Stored items from a collection
+ + + + + + +

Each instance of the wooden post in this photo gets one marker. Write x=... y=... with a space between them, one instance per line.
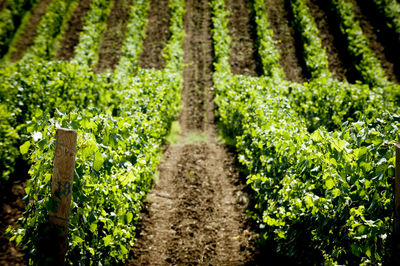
x=396 y=229
x=63 y=174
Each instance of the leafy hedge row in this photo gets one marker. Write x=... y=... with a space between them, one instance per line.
x=86 y=52
x=121 y=122
x=133 y=39
x=266 y=45
x=10 y=19
x=391 y=10
x=48 y=30
x=315 y=55
x=363 y=57
x=322 y=196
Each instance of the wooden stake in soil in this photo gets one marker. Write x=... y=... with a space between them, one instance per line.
x=63 y=174
x=396 y=231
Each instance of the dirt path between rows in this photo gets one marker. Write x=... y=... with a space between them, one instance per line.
x=157 y=35
x=114 y=36
x=385 y=35
x=70 y=39
x=290 y=55
x=243 y=44
x=195 y=213
x=28 y=36
x=374 y=43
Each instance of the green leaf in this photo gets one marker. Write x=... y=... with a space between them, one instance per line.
x=129 y=217
x=25 y=147
x=329 y=183
x=107 y=240
x=98 y=161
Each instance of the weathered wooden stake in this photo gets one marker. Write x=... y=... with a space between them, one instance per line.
x=63 y=174
x=396 y=231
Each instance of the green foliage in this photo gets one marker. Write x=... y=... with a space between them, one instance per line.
x=133 y=39
x=10 y=19
x=391 y=10
x=266 y=45
x=314 y=54
x=364 y=58
x=319 y=156
x=87 y=49
x=122 y=121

+ + + + + + +

Taking the line that contains "Each instance of the dirt" as the first, reproduce every line through the end of the entries exactly.

## Completed exercise
Each instance of the dirt path between rows in this photo gets one marker. Write x=... y=... with a space between them, one instance per line.
x=157 y=35
x=114 y=36
x=385 y=35
x=70 y=39
x=290 y=55
x=243 y=44
x=195 y=213
x=28 y=36
x=374 y=43
Each instance of the green leaf in this photo gets one marker. Write x=... y=... with a space between them, one instance per line.
x=129 y=217
x=25 y=147
x=329 y=183
x=107 y=240
x=98 y=161
Each instance of the weathered wooden stake in this photo gets one marker. Write x=... y=... with a space between them, one instance per line.
x=63 y=174
x=396 y=231
Each instance of the green foliage in this photo gets one marker. Write x=... y=... with a space between them, one instance per line.
x=133 y=39
x=10 y=19
x=391 y=10
x=266 y=45
x=314 y=54
x=364 y=58
x=319 y=156
x=87 y=49
x=122 y=121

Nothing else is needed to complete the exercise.